**Passage shown**
= = = = =

To many White readers, the issue was simple: the NYPD deserved support from teachers, even if they mess up a couple of times. After all, not “all cops are bad” and most of these guys were doing something wrong anyway.

In a conversation about my piece on Twitter, one woman argued that John Crawford deserved to die, because he was carrying a gun at the Beavercreek, Ohio, Walmart store where he was shot multiple times by police. Despite all of the witness accounts that have said the young man was carrying a toy pellet gun (sold at the store) and on the cellphone with his girlfriend at the time of the shooting, Crawford deserved to die"

= = = = =

**Data extract**
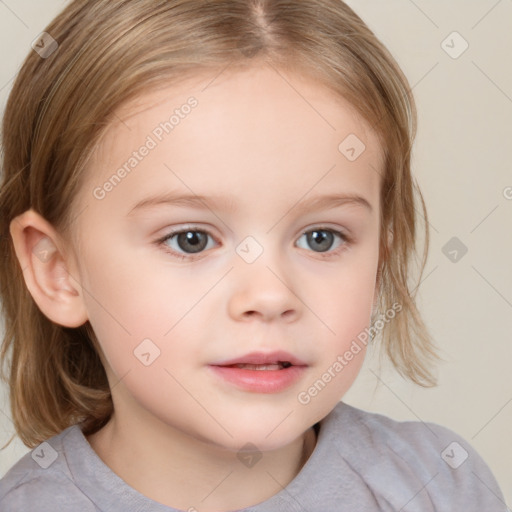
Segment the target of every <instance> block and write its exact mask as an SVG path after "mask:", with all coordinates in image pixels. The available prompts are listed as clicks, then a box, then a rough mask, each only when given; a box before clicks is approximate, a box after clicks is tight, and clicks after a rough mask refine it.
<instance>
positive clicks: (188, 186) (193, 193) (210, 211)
mask: <svg viewBox="0 0 512 512" xmlns="http://www.w3.org/2000/svg"><path fill="white" fill-rule="evenodd" d="M164 167H166V168H167V169H168V170H169V171H171V172H172V173H173V174H174V176H176V178H178V179H179V180H180V181H181V183H183V185H184V186H185V187H187V188H188V189H189V190H190V192H191V193H192V194H194V196H196V197H198V195H197V194H196V193H195V192H194V191H193V190H192V189H191V188H190V186H189V185H187V184H186V183H185V182H184V181H183V180H182V179H181V178H180V177H179V176H178V175H177V174H176V173H175V172H174V171H173V170H172V169H171V168H170V167H169V166H168V165H167V164H165V163H164ZM199 202H200V203H201V204H203V205H204V206H205V208H207V209H208V210H210V212H211V213H212V214H213V215H215V217H217V219H219V220H220V221H221V222H222V224H224V226H226V228H228V230H229V231H231V233H233V230H232V229H231V227H230V226H229V225H228V224H227V223H226V222H224V220H222V219H221V218H220V217H219V215H217V214H216V213H215V212H214V211H213V210H212V209H211V208H210V207H209V206H208V205H207V204H206V203H205V202H204V201H201V200H199Z"/></svg>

= = = = =

**Task instructions**
(1) Write out the passage on police and the John Crawford shooting word for word, starting at "To many White" and ending at "something wrong anyway.".
(2) Continue the passage on police and the John Crawford shooting, beginning right after its final sentence.

**Task responses**
(1)
To many White readers, the issue was simple: the NYPD deserved support from teachers, even if they mess up a couple of times. After all, not “all cops are bad” and most of these guys were doing something wrong anyway.

(2)
* Afterwards, I came home to my boyfriend. I fell in love with him about a year ago, before we even met in person. He wrote a comment on an article that I wrote and his words were so powerful and unique that I knew he was the one. And when I saw him for the first time, his caramel skin and pink lips were perfection to me — they still are. Everyone thought I was crazy for falling in love so quickly.

He probably thought I was too, when I got home that night and collapsed next to him sobbing uncontrollably.

“I don’t want you to die,” I said through gasps of air."

http://www.thefrisky.com/2014-09-22/girl-talk-on-police-brutality-experiencing-blackness-through-my-boyfriends-eyes/

Sad that people have to feel this way in 2014 America.